Thanks for pointing out the high dissipation of R3. 400mw is a bit much. If the value of R3 is raised to 33k (47K) the dissipation through the resister is reduced to ~119mw(83mw) allowing the use of a smaller 1/4 (1/8 th) watt resistors. These resisters will still pass 1.9ma (1.33ma) through the voltage setting Q4. I checked the data sheets for both the MPSA18 (“This device is designed for low noise, high gain, applications at collector currents from 1uA to 50 mA”) and the also the data sheet for the MPSA42 which seems to have a turn on current of under 0.1ma. I think staying over 1ma will still give adequate voltage stabilization.
When I simulated the circuit changing R3 to 33k(47k) also changes the value of R4 to 1.13k (1.15k) in this case.
I am unsure if a pot is needed to correct for variations between the zvp3310’s although I imagine it would help the current sharing through the 2sk389. I imagine that a pot across R4 would accomplish this or possibly a small drain resistor, neither of which will work well on the opamp boards This worries me a bit because I think small changes in VGS of the zvp3310 might greatly changing the current sharing through the differential pair. At the same time Nelson didn’t use any drain resistors in his DIY opamp article when he used the zvp3310a, maybe that is a good sign?
dave
When I simulated the circuit changing R3 to 33k(47k) also changes the value of R4 to 1.13k (1.15k) in this case.
I am unsure if a pot is needed to correct for variations between the zvp3310’s although I imagine it would help the current sharing through the 2sk389. I imagine that a pot across R4 would accomplish this or possibly a small drain resistor, neither of which will work well on the opamp boards This worries me a bit because I think small changes in VGS of the zvp3310 might greatly changing the current sharing through the differential pair. At the same time Nelson didn’t use any drain resistors in his DIY opamp article when he used the zvp3310a, maybe that is a good sign?
dave
I read through this thread (and post 57) awhile ago and just got a little confused on the ‘drain resistor.’ Now I’m pretty sure that I got it as R3 & R4 refer to the drain of the 2sk389 and not the ZVP3310.
The opamp on the towel looks good.
I am curious as to how you added a 100 ohm gate resistor to the opamp board. Did you just cut the trace on the front of the board between Q1 and the ZVP3310 and then bridge in the 100 ohm resistor?
Do you have any idea what kind of dc offset variation you would get with different zvp3310’s using the same R3 & R4? Or do you plan on using a 10k pot in all of the opamps you build up this way. That would make for a lot of pots when making the crossover. I need to read some more about the importance of the offset. All I can recall is that I think at unity gain the importance is diminished.
Another day or two and I should be getting a little gift from mouser, then the real fun begins.
regards,
dave
The opamp on the towel looks good.
I am curious as to how you added a 100 ohm gate resistor to the opamp board. Did you just cut the trace on the front of the board between Q1 and the ZVP3310 and then bridge in the 100 ohm resistor?

## SUPPLIED DATA
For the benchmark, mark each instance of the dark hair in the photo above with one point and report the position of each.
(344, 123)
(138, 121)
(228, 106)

## DESCRIPTION OF THE TASK
According to the forum thread on the opamp board, why does the writer propose raising R3 to 33k or 47k? Answer in one to three sentences.

## OUTPUT OF THE EXERCISE
The 400mw dissipation in R3 is "a bit much," and raising it to 33k (47K) cuts the dissipation to about 119mw (83mw), so a smaller 1/4 (1/8 th) watt resistor can be used. The higher value still passes 1.9ma (1.33ma) through Q4, and the writer thinks staying over 1ma will still give adequate voltage stabilization.